§ **ARTICLE**

On 9/28/21 11:44 AM, Dave Chinner wrote:
> On Mon, Sep 27, 2021 at 10:28:34AM +0800, JeffleXu wrote:
>> On 9/27/21 8:21 AM, Dave Chinner wrote:
>>> On Thu, Sep 23, 2021 at 09:02:26PM -0400, Vivek Goyal wrote:
>>>> On Fri, Sep 24, 2021 at 08:26:18AM +1000, Dave Chinner wrote:
>>>>> On Thu, Sep 23, 2021 at 03:02:41PM -0400, Vivek Goyal wrote:
>>> In the case that the user changes FS_XFLAG_DAX, the FUSE client
>>> needs to communicate that attribute change to the server, where the
>>> server then changes the persistent state of the on-disk inode so
>>> that the next time the client requests that inode, it gets the state
>>> it previously set. Unless, of course, there are server side policy
>>> overrides (never/always).

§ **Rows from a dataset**
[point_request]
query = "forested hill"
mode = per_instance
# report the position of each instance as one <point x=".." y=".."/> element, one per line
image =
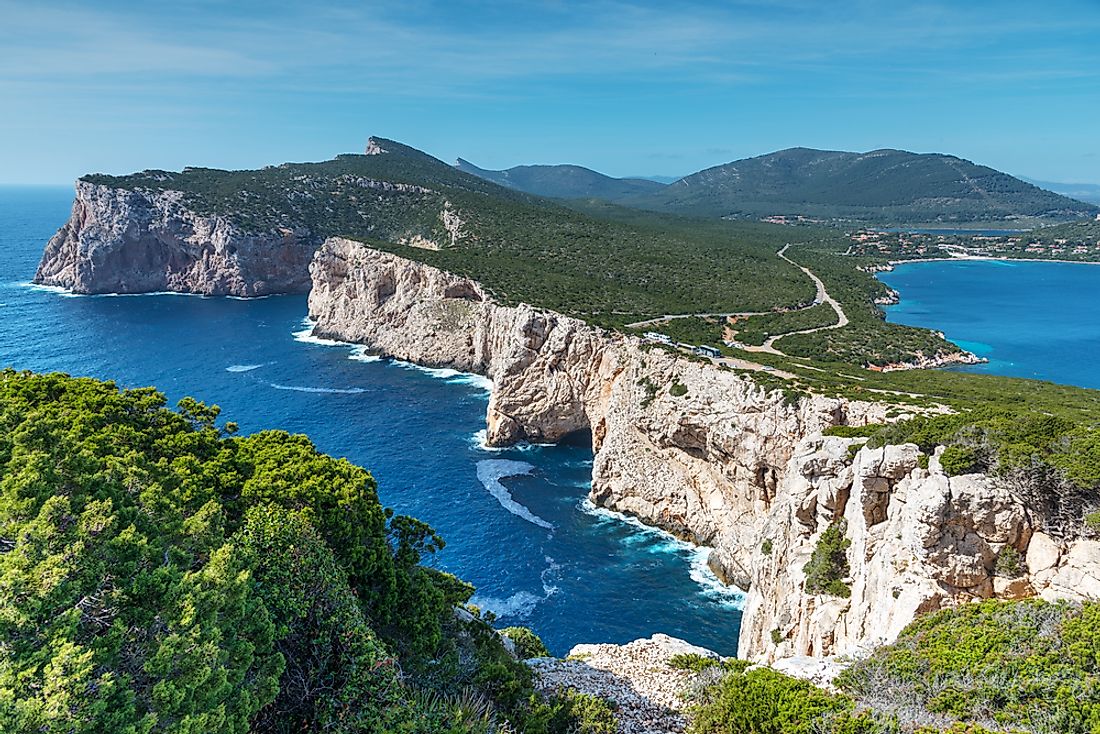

§ **PROBLEM A**
Which server-side policy overrides does the email excerpt mention?
§ **PROBLEM B**
Change "forested hill" to "rocky hill" throughout the records and give their lines again with everything else unchanged, leaving the pictures out of your answer.

§ **EXERCISE RESULT A**
Never and always.

§ **EXERCISE RESULT B**
[point_request]
query = "rocky hill"
mode = per_instance
# report the position of each instance as one <point x=".." y=".."/> element, one per line
image =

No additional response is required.